### WRITTEN INSTRUCTION
Give the rows as a numbered list, starting at the first line and stopping after the line that contains "[360,57,390,70]". Skip blank lines and leave out the pictures.

### EXTRACTED MATERIAL
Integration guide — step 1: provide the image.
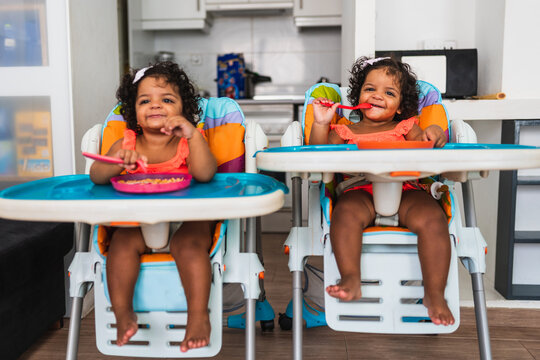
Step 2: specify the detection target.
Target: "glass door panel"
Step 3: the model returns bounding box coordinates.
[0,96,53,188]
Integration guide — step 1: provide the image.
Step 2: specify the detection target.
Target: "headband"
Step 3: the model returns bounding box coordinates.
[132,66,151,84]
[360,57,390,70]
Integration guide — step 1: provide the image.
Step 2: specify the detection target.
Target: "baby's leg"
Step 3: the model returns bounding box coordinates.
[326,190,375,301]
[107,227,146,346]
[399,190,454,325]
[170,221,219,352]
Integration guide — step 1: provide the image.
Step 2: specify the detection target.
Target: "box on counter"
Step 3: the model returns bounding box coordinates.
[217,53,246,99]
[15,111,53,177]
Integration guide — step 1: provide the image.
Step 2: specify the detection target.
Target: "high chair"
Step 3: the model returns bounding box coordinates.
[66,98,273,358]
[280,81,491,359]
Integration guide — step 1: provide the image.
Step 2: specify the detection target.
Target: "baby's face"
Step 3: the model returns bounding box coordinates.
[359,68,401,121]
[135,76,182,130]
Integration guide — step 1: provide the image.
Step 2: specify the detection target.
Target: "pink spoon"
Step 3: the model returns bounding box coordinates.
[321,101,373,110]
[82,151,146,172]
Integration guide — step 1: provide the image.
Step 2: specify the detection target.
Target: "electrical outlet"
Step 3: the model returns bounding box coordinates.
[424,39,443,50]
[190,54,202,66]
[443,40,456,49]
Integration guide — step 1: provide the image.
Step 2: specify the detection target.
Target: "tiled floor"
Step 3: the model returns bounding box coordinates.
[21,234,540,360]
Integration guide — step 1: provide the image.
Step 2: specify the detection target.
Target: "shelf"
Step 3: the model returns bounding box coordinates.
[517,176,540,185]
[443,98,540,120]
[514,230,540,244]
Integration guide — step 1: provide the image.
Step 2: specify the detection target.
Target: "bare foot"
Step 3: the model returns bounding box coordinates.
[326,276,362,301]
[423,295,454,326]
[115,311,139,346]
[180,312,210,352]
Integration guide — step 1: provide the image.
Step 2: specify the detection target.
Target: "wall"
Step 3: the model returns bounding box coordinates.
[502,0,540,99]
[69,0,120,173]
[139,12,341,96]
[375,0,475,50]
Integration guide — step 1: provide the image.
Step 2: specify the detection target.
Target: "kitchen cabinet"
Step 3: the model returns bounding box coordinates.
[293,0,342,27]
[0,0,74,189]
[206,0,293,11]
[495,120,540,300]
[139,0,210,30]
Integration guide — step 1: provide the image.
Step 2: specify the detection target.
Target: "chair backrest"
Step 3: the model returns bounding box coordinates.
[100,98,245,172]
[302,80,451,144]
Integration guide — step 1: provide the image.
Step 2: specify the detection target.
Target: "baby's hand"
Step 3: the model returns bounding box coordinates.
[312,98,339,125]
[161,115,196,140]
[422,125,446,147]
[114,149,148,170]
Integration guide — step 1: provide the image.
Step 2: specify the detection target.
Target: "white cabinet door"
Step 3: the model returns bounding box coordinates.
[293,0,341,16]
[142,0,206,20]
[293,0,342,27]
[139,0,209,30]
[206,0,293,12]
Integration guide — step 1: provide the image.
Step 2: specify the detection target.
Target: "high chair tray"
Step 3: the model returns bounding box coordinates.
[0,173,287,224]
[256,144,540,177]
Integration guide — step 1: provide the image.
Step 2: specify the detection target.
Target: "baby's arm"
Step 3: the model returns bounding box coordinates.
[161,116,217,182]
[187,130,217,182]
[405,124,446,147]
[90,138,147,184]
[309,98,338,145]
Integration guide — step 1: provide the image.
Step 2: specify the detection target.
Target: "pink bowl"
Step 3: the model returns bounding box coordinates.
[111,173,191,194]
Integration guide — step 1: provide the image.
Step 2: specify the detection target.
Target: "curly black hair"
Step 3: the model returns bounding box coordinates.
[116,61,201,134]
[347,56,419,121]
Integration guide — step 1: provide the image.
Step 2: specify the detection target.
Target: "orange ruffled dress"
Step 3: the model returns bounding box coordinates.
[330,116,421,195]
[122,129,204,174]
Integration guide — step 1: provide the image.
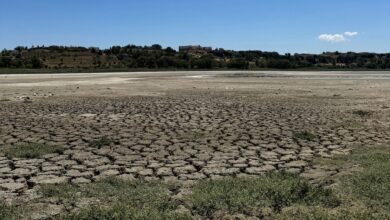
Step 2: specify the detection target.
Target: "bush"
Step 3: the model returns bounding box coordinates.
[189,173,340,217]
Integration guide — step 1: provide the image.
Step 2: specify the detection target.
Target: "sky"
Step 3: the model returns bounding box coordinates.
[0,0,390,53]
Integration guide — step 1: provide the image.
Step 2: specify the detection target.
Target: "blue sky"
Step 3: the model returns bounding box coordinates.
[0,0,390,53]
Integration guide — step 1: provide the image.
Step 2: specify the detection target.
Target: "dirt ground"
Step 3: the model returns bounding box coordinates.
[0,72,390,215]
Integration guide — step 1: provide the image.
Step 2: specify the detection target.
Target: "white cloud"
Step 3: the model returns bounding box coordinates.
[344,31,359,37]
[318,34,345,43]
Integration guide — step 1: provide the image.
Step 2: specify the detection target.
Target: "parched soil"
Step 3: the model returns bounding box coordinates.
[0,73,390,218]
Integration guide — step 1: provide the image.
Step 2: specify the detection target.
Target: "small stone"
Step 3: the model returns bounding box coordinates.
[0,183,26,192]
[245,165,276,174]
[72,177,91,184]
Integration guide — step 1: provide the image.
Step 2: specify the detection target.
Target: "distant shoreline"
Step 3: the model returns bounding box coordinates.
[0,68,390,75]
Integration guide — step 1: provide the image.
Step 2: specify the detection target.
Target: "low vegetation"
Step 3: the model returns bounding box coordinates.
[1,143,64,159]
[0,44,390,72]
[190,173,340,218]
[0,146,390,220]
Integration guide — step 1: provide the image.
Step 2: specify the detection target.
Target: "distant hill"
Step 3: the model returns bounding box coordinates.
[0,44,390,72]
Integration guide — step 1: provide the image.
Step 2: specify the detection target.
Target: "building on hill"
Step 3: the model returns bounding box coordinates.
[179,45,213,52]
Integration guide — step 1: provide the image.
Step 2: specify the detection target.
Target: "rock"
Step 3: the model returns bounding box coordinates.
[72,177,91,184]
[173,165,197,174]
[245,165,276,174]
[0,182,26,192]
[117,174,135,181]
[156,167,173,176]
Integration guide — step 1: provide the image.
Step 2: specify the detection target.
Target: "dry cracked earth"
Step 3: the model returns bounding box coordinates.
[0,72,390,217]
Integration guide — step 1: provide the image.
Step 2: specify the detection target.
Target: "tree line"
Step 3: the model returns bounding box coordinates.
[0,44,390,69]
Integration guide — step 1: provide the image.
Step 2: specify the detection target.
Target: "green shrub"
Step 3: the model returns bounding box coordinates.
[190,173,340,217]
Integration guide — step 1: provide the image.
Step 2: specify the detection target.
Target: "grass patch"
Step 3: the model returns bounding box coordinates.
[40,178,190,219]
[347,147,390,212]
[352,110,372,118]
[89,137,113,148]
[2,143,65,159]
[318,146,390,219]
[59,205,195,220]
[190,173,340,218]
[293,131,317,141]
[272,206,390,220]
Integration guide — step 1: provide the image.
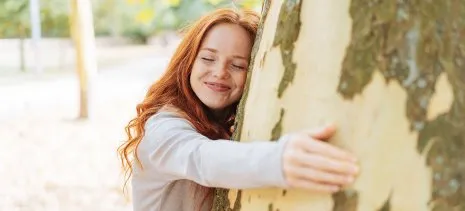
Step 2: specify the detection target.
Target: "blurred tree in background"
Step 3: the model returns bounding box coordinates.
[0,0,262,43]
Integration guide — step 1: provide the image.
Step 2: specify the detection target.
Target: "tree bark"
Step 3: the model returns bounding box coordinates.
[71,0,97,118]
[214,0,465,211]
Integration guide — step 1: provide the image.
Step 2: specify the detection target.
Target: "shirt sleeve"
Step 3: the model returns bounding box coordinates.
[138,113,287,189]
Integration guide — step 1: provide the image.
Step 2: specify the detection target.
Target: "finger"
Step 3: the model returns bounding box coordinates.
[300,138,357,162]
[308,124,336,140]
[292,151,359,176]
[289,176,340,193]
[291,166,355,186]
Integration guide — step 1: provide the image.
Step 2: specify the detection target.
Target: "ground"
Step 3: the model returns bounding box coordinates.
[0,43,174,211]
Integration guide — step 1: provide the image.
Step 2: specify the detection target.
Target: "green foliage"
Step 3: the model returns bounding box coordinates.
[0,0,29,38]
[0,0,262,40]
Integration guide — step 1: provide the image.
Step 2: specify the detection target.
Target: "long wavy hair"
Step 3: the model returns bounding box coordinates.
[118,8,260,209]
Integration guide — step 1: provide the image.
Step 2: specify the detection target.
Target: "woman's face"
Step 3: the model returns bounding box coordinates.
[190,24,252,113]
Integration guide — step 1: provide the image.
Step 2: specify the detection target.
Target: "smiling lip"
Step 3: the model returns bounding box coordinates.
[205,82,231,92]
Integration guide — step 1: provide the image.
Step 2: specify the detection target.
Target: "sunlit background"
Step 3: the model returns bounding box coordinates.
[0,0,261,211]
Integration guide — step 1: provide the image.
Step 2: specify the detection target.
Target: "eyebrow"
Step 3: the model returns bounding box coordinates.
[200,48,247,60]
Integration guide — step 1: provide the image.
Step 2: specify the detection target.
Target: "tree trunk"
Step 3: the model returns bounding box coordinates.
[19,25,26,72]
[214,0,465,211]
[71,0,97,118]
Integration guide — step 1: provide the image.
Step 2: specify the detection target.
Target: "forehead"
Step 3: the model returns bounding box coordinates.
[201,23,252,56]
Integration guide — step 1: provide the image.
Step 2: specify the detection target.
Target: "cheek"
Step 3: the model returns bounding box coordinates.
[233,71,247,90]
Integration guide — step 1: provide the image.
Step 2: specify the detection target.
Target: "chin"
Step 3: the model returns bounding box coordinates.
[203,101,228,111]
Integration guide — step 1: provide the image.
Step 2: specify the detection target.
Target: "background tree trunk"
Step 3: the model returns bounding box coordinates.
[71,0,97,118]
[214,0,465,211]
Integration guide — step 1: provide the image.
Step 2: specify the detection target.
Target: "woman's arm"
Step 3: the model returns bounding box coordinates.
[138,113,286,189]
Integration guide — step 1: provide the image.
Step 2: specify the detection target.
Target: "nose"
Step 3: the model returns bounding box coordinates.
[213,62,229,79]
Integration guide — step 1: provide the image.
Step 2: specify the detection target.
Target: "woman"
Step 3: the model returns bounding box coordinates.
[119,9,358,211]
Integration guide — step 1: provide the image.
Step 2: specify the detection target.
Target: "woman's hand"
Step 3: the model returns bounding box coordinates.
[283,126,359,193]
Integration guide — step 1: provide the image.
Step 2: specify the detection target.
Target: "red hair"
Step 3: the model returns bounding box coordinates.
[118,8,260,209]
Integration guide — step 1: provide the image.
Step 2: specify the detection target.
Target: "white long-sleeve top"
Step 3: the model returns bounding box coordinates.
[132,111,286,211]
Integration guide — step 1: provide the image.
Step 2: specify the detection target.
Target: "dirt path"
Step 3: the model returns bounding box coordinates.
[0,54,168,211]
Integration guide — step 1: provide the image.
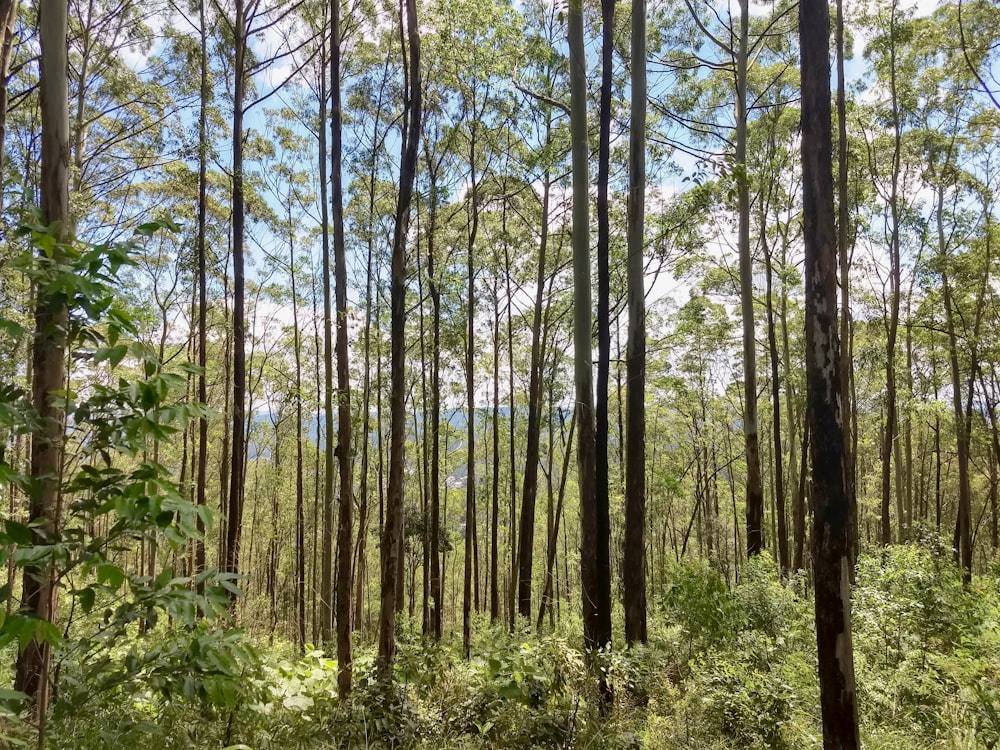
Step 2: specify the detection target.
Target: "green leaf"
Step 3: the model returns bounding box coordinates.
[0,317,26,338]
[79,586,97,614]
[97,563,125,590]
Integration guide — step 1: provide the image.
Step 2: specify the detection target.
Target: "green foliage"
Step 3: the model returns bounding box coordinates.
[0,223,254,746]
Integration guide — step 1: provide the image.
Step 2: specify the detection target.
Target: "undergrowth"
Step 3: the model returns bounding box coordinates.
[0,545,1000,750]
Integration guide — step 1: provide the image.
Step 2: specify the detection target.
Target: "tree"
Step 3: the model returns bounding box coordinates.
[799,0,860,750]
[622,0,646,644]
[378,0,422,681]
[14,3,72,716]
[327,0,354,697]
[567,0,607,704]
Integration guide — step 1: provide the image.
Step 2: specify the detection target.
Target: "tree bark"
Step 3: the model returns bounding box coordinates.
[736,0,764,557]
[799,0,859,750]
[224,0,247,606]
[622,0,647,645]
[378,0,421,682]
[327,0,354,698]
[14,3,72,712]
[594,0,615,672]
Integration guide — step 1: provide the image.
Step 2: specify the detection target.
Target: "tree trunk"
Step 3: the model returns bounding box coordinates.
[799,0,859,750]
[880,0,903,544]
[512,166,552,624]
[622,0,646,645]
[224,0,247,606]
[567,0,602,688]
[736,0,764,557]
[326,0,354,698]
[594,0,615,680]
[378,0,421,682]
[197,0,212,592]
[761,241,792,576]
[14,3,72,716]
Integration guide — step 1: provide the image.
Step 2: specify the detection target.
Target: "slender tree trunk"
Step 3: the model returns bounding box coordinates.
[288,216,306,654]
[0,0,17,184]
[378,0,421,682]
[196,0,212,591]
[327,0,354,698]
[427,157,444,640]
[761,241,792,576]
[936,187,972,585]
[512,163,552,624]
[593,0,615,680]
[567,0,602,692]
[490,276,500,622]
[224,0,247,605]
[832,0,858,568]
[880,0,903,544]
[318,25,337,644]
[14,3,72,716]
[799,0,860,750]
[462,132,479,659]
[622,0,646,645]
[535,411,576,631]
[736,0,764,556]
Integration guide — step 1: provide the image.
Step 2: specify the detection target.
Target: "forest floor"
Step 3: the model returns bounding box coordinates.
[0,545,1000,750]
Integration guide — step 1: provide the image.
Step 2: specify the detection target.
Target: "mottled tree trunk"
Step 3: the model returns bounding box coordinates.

### SOLVED PROBLEM
1. Integration guide — step 1: provide the image.
2. Step 2: specify the detection target.
3. Target: "glass door panel"
4. Step 3: the model returns bounding box coordinates.
5. [0,96,53,188]
6. Integration guide — step 1: provide the image.
7. Step 2: specify the detection target.
8. Target: "headband"
9. Step 3: the model returns bounding box coordinates.
10. [132,66,151,84]
11. [360,57,390,70]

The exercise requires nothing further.